## ASSIGNED TASK
Copy out each line below in which the string "bowling" appears.

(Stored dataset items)
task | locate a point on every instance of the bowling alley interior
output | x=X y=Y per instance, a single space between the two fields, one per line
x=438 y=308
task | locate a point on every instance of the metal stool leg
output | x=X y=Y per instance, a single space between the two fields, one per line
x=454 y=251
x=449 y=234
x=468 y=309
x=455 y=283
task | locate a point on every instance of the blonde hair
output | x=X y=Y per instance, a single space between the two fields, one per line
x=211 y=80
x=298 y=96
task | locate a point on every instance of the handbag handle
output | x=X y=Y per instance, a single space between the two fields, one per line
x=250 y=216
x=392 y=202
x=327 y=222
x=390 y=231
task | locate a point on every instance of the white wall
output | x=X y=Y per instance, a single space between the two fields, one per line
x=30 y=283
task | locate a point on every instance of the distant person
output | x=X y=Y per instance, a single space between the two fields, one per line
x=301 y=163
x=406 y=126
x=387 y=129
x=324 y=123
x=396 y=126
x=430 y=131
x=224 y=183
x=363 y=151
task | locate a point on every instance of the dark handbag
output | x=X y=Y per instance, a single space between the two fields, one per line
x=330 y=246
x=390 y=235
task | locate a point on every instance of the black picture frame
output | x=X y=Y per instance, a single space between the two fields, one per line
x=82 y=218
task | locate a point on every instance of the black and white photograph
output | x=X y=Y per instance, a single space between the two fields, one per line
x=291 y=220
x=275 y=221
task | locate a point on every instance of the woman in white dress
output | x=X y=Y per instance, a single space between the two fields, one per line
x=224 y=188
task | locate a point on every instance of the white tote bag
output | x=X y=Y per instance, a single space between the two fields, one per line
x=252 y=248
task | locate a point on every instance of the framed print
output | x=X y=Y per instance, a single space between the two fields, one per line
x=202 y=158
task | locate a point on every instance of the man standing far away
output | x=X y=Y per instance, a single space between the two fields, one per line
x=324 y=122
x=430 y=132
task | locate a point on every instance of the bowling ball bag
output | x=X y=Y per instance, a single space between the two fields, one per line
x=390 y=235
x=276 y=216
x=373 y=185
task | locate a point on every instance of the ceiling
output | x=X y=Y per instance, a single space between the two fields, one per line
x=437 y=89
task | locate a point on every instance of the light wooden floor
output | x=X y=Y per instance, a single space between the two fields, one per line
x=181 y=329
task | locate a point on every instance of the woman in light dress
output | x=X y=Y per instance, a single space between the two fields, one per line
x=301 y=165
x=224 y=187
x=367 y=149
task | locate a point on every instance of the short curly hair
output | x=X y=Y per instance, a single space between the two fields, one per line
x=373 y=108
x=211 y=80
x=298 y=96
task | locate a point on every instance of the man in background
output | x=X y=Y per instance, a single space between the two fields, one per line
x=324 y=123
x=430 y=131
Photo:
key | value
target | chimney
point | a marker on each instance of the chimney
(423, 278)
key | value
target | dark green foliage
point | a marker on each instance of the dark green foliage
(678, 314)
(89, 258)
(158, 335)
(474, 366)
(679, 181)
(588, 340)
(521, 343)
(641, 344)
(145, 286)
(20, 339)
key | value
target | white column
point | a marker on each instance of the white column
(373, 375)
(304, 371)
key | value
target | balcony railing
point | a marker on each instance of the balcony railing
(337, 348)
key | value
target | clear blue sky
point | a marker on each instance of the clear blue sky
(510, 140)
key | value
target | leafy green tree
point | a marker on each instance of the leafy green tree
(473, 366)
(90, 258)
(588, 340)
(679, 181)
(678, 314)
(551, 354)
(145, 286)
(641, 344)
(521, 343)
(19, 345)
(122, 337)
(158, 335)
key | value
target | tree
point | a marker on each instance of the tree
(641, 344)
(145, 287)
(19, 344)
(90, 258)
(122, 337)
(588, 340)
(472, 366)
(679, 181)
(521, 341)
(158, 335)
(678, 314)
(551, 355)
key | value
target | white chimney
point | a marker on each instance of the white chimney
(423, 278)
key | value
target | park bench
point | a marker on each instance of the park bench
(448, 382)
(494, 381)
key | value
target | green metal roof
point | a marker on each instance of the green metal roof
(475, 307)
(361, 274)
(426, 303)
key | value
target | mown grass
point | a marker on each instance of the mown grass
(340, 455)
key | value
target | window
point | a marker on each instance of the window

## REPLY
task | locate a point on every instance of the bowling alley interior
task | locate a point on every instance of the bowling ball bag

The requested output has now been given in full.